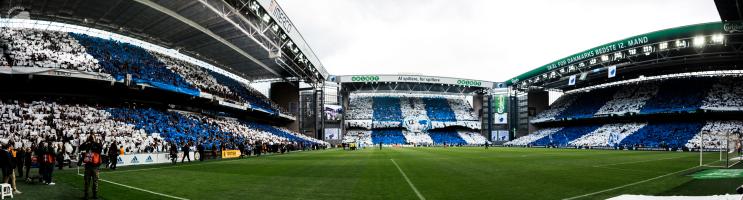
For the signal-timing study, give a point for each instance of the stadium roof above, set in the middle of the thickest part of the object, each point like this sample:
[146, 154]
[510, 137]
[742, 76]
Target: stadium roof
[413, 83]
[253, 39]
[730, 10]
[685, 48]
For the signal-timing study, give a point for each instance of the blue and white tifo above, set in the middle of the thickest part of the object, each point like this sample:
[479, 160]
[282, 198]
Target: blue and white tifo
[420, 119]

+ + + + +

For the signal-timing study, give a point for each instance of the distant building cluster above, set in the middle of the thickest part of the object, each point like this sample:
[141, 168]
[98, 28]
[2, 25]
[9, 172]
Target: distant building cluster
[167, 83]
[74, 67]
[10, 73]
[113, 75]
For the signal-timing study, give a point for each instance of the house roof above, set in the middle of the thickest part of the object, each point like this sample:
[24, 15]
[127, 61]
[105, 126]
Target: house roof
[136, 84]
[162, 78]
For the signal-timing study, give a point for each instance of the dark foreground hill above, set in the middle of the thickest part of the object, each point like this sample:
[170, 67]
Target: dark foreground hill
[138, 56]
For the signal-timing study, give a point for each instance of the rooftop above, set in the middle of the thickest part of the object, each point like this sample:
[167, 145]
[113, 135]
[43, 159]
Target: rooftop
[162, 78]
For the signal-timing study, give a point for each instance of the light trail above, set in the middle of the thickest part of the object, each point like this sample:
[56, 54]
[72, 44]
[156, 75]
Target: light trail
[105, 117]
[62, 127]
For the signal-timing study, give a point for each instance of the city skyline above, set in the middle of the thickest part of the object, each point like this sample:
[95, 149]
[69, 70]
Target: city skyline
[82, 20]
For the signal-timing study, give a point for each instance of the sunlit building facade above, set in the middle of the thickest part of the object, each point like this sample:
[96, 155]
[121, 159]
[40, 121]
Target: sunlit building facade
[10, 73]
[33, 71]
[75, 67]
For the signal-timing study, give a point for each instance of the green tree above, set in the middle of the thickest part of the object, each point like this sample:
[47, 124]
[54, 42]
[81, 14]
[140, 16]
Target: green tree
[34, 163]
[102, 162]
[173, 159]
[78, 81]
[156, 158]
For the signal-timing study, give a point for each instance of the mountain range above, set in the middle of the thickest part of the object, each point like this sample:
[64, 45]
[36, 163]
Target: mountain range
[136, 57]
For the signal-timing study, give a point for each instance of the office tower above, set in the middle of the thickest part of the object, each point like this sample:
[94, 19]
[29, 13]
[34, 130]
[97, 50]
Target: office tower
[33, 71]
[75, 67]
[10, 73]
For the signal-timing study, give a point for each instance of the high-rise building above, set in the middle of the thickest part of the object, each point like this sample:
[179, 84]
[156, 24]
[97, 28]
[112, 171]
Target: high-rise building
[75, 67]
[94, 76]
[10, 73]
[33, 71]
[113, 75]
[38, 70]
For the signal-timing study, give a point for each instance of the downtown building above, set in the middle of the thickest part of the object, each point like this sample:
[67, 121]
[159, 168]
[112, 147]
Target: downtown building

+ + + + +

Gather every line in the rows that contains the word "facade", treating uppercase and lowercase as different.

(Response to the task)
For the signal-timing study, give a point for each instance of the sunlit building facade above, set in the middle of the thickest part of the object, each point like this sample:
Target: sunlit building facade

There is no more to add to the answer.